Job ▸ Quote everything from the line containing "Check that every instance of the face-shaped" down to the line containing "[(820, 499), (607, 497)]", exactly and with both lines included.

Material for the task ▸
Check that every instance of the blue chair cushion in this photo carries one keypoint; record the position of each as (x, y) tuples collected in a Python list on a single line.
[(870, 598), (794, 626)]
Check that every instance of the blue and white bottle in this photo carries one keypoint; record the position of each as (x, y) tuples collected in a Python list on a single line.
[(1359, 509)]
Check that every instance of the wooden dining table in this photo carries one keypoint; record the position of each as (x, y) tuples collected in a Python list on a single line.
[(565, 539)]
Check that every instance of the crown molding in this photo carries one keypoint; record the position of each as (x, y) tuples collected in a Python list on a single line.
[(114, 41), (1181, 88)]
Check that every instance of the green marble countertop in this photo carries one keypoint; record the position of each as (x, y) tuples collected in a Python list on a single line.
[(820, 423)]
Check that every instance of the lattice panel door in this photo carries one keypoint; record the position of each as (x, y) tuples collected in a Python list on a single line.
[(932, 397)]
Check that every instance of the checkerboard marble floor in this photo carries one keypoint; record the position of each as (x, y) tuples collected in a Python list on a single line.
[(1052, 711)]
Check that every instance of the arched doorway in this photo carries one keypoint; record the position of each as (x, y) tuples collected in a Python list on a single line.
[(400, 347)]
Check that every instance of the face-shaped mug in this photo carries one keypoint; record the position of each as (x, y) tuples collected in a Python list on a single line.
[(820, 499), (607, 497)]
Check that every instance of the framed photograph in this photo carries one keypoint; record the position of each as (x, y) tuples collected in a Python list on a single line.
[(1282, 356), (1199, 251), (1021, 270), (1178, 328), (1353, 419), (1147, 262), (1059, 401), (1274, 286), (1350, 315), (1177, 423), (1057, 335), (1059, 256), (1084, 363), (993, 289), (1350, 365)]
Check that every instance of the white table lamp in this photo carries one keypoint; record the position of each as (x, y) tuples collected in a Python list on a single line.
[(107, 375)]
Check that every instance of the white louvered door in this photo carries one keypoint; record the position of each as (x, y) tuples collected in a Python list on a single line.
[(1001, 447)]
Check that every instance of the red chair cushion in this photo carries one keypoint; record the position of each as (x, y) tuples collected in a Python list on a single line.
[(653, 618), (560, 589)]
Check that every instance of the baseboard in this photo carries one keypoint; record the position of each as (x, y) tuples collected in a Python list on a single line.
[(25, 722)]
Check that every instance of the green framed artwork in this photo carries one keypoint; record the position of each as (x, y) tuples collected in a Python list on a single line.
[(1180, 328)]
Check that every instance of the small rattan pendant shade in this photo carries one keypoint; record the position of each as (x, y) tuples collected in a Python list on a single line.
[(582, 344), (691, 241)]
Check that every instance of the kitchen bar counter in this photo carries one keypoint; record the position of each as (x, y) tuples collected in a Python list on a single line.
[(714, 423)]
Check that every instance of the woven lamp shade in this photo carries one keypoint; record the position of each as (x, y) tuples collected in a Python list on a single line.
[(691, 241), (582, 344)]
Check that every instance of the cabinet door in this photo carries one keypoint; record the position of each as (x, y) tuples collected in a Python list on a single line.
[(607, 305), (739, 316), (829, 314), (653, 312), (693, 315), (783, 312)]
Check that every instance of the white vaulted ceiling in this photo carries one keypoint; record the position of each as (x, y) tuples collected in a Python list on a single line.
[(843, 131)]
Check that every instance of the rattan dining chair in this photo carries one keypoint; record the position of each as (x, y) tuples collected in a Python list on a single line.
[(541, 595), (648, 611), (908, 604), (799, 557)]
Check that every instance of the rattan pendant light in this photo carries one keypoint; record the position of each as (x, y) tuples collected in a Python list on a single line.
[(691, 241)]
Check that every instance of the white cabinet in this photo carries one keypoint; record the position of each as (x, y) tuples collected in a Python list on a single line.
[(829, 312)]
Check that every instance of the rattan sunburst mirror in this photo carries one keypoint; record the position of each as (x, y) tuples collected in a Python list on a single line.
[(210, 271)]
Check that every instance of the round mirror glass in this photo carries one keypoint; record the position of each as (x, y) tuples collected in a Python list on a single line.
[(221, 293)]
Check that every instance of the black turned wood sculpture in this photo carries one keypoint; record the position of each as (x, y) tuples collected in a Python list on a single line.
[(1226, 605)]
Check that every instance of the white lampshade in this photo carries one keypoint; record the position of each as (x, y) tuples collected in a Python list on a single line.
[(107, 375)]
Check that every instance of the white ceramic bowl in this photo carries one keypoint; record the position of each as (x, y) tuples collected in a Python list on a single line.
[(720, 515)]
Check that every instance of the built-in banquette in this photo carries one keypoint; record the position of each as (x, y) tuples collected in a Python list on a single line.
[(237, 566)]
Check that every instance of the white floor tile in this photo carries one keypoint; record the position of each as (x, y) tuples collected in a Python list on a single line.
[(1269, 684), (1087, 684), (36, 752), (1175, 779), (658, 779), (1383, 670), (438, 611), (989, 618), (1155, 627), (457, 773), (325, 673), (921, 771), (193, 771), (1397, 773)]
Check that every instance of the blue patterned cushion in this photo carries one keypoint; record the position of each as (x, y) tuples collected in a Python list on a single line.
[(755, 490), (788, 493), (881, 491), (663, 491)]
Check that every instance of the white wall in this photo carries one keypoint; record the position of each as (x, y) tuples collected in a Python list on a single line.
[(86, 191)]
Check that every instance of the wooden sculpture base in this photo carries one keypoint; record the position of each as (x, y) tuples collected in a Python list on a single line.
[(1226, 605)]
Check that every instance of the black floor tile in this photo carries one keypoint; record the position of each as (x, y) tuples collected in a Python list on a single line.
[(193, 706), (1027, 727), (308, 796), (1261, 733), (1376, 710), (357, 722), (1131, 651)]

Answer in full ▸
Check that every instance of the face-shaped mug in this photo carries one keypoint; record the position of each as (x, y) tuples collected in a Python list on a single line.
[(820, 499), (607, 497)]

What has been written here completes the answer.